• Rachael Z. Ardanuy, Esq.

Assembling A Dream Team: the Three-Step Process



Last month I spoke about scaling and the importance of making sure you have the professionals you need as your business begins to grow.


With your Dream Team in place, you can begin exploring adding contractors or employees as support staff. Here’s how to get started.


1. Get organized internally

I highly recommend taking some time to write out the areas in your business that need support. Note down which departments are hindered or unable to keep up with growth and the types of tasks that are falling through the cracks. Develop work flows and air-tight training manuals so if a candidate doesn’t work out, you aren’t investing substantial time in training the next candidate because the work flows and training materials are there.


Take your time to draft position summaries that outline the responsibilities of the role and who the employee or contractor will report to. Later on, you can use this as a template for your job description or advert, but initially this will be a guiding document to use internally.


This is where a cannabis business advisor will speed up the process.

* _INSTRUCTION A_:
Check each statement against the Dream Team piece. Answer yes or no, and quote the words from the piece that settle it.
(i) The piece advises developing work flows and training manuals.
(ii) The position summaries are first meant to serve as a public job advert.
(iii) The author spoke about scaling last month.

* _Pointing records_:

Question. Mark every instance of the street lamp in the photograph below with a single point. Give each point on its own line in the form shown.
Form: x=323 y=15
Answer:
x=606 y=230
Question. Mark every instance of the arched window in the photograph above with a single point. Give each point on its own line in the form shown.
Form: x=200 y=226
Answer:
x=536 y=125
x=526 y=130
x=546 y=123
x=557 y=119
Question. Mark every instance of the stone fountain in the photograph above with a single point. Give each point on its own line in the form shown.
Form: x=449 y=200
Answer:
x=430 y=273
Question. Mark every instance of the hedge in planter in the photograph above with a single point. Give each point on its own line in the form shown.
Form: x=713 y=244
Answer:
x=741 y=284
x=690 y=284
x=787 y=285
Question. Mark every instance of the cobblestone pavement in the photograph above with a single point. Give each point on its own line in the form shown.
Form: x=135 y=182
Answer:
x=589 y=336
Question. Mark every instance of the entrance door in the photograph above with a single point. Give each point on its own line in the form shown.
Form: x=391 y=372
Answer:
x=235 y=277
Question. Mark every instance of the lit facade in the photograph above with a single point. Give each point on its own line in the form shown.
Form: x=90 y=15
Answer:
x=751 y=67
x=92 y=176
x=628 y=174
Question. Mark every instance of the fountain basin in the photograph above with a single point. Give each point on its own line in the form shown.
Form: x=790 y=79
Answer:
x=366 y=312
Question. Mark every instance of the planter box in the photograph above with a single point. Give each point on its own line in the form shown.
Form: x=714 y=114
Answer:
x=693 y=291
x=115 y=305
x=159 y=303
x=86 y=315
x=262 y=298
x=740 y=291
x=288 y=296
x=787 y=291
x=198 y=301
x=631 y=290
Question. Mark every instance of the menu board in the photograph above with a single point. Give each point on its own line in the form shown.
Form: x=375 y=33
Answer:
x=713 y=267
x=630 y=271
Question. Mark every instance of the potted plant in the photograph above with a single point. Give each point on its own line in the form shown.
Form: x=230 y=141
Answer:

* _INSTRUCTION B_: Copy out everything from the line of the Pointing records containing "Question. Mark every instance of the potted" down to the end of those entries.

* _RIGHT ANSWER A_:
(i) Yes: "Develop work flows and air-tight training manuals"
(ii) No: "initially this will be a guiding document to use internally"
(iii) Yes: "Last month I spoke about scaling"

* _RIGHT ANSWER B_:
Question. Mark every instance of the potted plant in the photograph above with a single point. Give each point on its own line in the form shown.
Form: x=230 y=141
Answer:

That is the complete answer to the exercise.